## STUDY TEXT
● ● ●

Watching from afar, I keep waiting for my old teammate to show up. Surely a person who almost lost his life to polio should have a heart brimming with compassion for the poor, the sick, and the needy. Surely a person who spent so much time in an “Iron Lung” should want every American to have an opportunity to overcome obstacles.

But it hasn’t happened and apparently won’t. Mitch is too far down the road to perdition to turn back now. Maybe he gave in to the usual suspects, money, and power. He and wife Elaine Chao, a member of Trump’s Cabinet, have become wealthy beyond anything Mitch could have imagined when we were cavorting on the baseball field at the Naval Ordnance plant.

A student of the Constitution and an expert on how things work in Washington, Mitch apparently does not care anymore about his reputation or his place in history. I think that’s a shame. He could never have challenged Abraham Lincoln as Kentucky’s most revered politician, but he could have surpassed John Sherman Cooper, Alben Barkley, and Henry Clay.

● ● ●

## ACTIVITY 1
Answer these questions from the passage about Mitch:
(a) What illness did Mitch almost lose his life to?
(b) Whose Cabinet is Elaine Chao said to be a member of?
(c) Where did the writer and Mitch cavort on the baseball field?
## ACTIVITY 2
In the passage about Mitch, which politicians is Mitch compared with in the final paragraph? List all of them.
## ACTIVITY 3
Quote the passage about Mitch word for word, starting with "But it hasn’t" and going on through "Naval Ordnance plant.".

## RECORDED INFORMATION
● ● ●

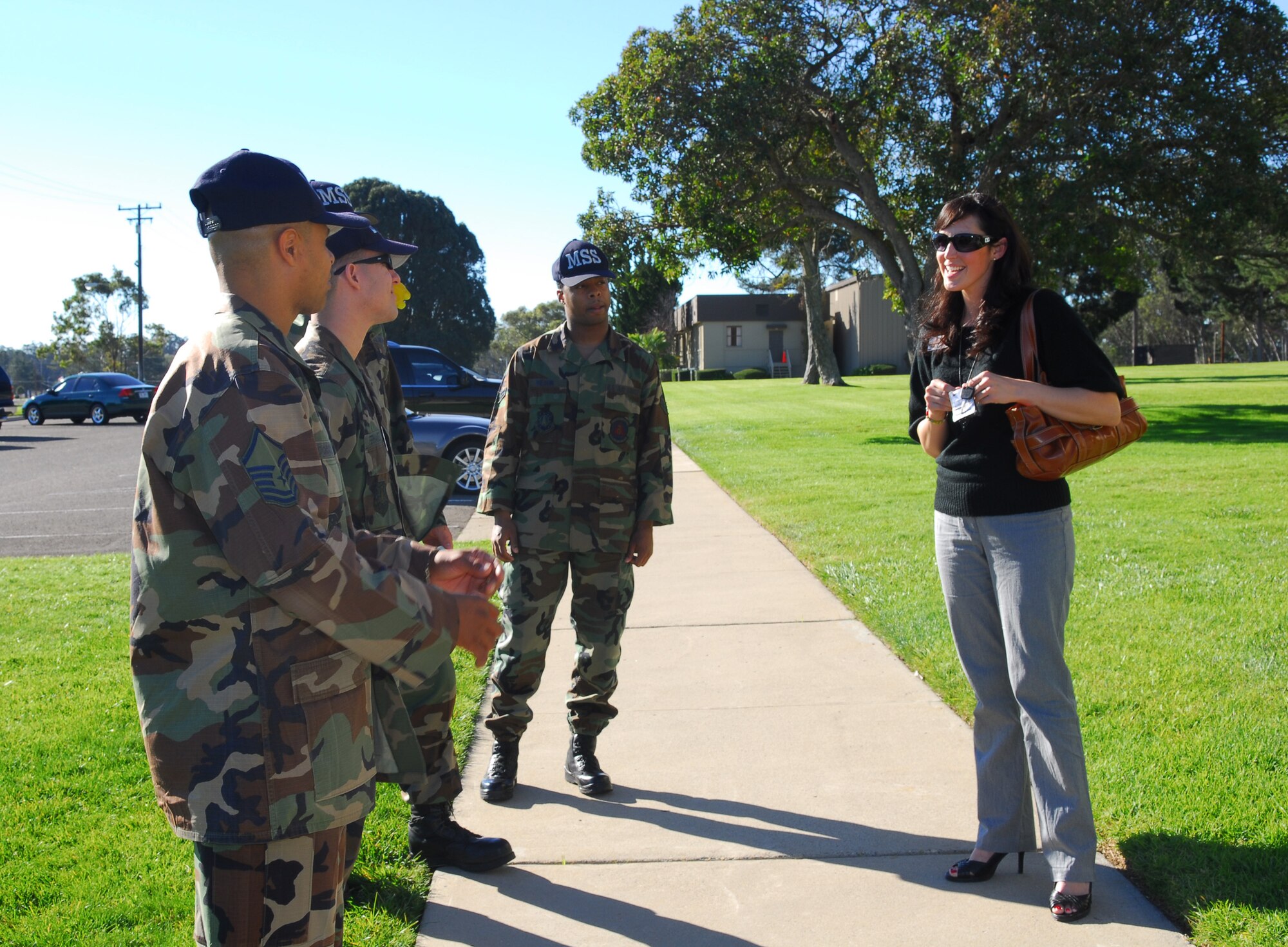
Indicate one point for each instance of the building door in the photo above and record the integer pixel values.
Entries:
(776, 345)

● ● ●

## ANSWER SECTION 1
(a) Polio
(b) Trump's Cabinet
(c) At the Naval Ordnance plant

## ANSWER SECTION 2
Abraham Lincoln, John Sherman Cooper, Alben Barkley, Henry Clay

## ANSWER SECTION 3
But it hasn’t happened and apparently won’t. Mitch is too far down the road to perdition to turn back now. Maybe he gave in to the usual suspects, money, and power. He and wife Elaine Chao, a member of Trump’s Cabinet, have become wealthy beyond anything Mitch could have imagined when we were cavorting on the baseball field at the Naval Ordnance plant.